[Source records]

※

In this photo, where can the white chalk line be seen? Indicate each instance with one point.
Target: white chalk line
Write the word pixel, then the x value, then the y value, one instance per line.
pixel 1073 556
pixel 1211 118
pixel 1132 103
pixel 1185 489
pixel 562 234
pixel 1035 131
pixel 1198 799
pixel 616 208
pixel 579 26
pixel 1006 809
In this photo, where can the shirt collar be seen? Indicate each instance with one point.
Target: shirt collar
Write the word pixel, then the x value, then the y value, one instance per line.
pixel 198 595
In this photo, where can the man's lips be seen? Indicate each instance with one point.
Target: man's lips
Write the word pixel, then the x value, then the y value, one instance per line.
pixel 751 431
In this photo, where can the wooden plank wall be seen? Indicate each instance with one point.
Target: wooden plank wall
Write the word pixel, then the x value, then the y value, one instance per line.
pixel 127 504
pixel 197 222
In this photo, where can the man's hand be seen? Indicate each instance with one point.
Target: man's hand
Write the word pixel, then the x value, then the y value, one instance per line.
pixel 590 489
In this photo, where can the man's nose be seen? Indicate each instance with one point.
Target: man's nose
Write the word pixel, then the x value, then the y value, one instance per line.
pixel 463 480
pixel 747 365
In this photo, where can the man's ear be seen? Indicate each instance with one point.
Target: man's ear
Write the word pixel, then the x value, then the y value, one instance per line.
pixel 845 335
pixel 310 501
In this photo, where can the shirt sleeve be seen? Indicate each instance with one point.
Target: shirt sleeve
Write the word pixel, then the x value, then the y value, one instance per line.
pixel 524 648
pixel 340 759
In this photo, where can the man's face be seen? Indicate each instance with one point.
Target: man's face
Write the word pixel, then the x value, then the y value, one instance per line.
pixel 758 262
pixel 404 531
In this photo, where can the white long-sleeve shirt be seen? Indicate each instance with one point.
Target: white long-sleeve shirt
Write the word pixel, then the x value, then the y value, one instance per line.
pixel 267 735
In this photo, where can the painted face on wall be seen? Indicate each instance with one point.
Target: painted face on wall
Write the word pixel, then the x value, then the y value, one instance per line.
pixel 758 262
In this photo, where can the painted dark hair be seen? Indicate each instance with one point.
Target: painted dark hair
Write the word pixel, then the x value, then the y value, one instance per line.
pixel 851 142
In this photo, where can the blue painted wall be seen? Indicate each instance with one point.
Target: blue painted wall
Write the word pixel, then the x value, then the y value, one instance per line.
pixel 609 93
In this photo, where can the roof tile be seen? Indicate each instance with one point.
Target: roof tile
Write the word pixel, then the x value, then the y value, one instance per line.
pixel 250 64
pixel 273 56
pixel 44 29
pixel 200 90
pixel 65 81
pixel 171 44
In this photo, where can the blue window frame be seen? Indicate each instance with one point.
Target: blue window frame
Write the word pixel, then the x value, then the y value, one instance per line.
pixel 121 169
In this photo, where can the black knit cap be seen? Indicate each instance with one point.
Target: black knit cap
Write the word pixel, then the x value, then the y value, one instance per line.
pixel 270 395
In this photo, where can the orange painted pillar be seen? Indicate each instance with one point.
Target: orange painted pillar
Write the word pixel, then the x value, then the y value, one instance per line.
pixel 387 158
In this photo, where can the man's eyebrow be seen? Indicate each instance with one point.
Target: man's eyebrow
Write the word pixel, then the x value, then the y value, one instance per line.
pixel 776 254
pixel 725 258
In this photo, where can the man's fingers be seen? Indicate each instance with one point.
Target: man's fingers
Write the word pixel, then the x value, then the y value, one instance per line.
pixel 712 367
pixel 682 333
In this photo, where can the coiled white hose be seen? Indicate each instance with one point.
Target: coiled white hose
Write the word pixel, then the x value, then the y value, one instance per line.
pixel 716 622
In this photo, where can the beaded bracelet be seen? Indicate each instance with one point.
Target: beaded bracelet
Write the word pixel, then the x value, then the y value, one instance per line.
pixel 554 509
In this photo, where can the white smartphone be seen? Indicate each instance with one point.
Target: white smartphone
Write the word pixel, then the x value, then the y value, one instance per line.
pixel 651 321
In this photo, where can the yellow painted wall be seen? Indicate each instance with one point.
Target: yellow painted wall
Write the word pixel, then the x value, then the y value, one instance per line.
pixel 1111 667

※

### Task requirements:
Copy out every one of the source records shown above, word for word and in the same order.

### Task result:
In this photo, where can the white chalk line be seen? Indicate each instance with one point.
Target: white chalk line
Write the word pixel, then the x value, then the y value, one instance per line.
pixel 1073 556
pixel 1211 118
pixel 1132 103
pixel 1185 489
pixel 562 234
pixel 1035 131
pixel 1198 799
pixel 616 208
pixel 579 26
pixel 1006 809
In this photo, where can the shirt collar be seen? Indicate each instance with one point.
Target: shirt collar
Write the word pixel, then the x value, then the y value, one instance per line.
pixel 198 595
In this photo, where can the man's lips be seen? Indicate each instance with one point.
Target: man's lips
Write the word pixel, then the x value, then the y value, one instance per line.
pixel 751 431
In this photo, where can the wooden plank wall be seen? Indicate each instance with one point.
Target: wooden plank wall
Write the word pixel, then the x value, then the y value, one instance per line.
pixel 127 504
pixel 197 222
In this photo, where can the man's hand be seen? Indicate each instance with one point.
Target: man's hand
Write the word pixel, then the x value, then the y value, one instance per line.
pixel 590 489
In this photo, where can the man's nose be seen? Indicate each instance with one point.
Target: man's nose
Write the word pixel, then the x value, then the y value, one instance per line.
pixel 463 480
pixel 747 365
In this photo, where can the man's ear be seen? Indicate each instance with one point.
Target: man's ear
Write the word pixel, then the x value, then the y value, one instance per line.
pixel 845 335
pixel 310 501
In this photo, where can the shirt sleeve be seen? Indicate each instance with one point.
Target: shirt sleeve
Write the word pixel, then the x value, then the y value, one instance per line.
pixel 524 648
pixel 340 759
In this photo, where can the man's face be seen? Indicate each instance with one point.
Target: man's face
Write the word pixel, then the x value, then the y value, one instance per line.
pixel 758 262
pixel 404 531
In this photo, where can the white long-sleeve shirt be seen? Indicate each instance with one point.
Target: white long-sleeve shirt
Write the word pixel, then the x value, then the y value, one instance per line.
pixel 267 735
In this photo, where can the painted face on wall be seen? Indicate each instance with one point.
Target: painted face on wall
Write the word pixel, then the x value, then the y value, one instance per line.
pixel 758 262
In this photo, where can the painted dark hair be seen? Indicate each instance with one point.
Target: painted dark hair
Write the word pixel, then the x value, then the y value, one instance per line.
pixel 851 142
In this photo, where can the blue painted wall be seen? Indicate each instance with one point.
Target: blue painted wall
Write the word pixel, then the x value, then the y value, one instance per line.
pixel 609 93
In this photo, where can the roof tile be seen? Indicate each instance with one point.
Target: roof tile
Write the word pixel, then the x value, then the y value, one instance per line.
pixel 250 64
pixel 273 56
pixel 44 29
pixel 200 90
pixel 65 81
pixel 171 44
In this photo, where can the blue window frame be seen? Indicate each instance with one point.
Target: blue window frame
Write the word pixel, then the x value, then the y value, one instance per line.
pixel 121 169
In this photo, where can the black knit cap be seen? Indicate each instance with one point.
Target: black knit cap
Write the word pixel, then the x value, then the y value, one instance per line.
pixel 270 395
In this photo, where can the orange painted pillar be seen? Indicate each instance with one point.
Target: orange painted pillar
Write the word pixel, then the x value, then the y value, one instance per line.
pixel 387 158
In this photo, where can the man's eyebrow be seen? Indicate each instance with one point.
Target: man's eyebrow
Write the word pixel, then the x value, then the y value, one instance per line.
pixel 776 254
pixel 725 258
In this photo, where can the man's fingers be seen? Indicate each instance with one point.
Target: man's fingers
Write the word pixel, then the x value, then the y value, one instance per line.
pixel 712 367
pixel 682 333
In this photo, where can the coiled white hose be seen? Indicate each instance with one point.
Target: coiled white hose
Write the word pixel, then the x value, then the y value, one instance per line.
pixel 716 622
In this photo, where can the beaded bracelet be seen? Indicate each instance with one point.
Target: beaded bracelet
Write the word pixel, then the x value, then the y value, one instance per line.
pixel 554 509
In this photo, where can the white smartphone be seen? Indicate each instance with one point.
Target: white smartphone
Write the word pixel, then the x value, then the y value, one instance per line.
pixel 651 321
In this photo, where can the yellow painted wall be seen? Indicate each instance with one point.
Target: yellow painted wall
Write the word pixel, then the x value, then the y value, one instance per line.
pixel 1111 667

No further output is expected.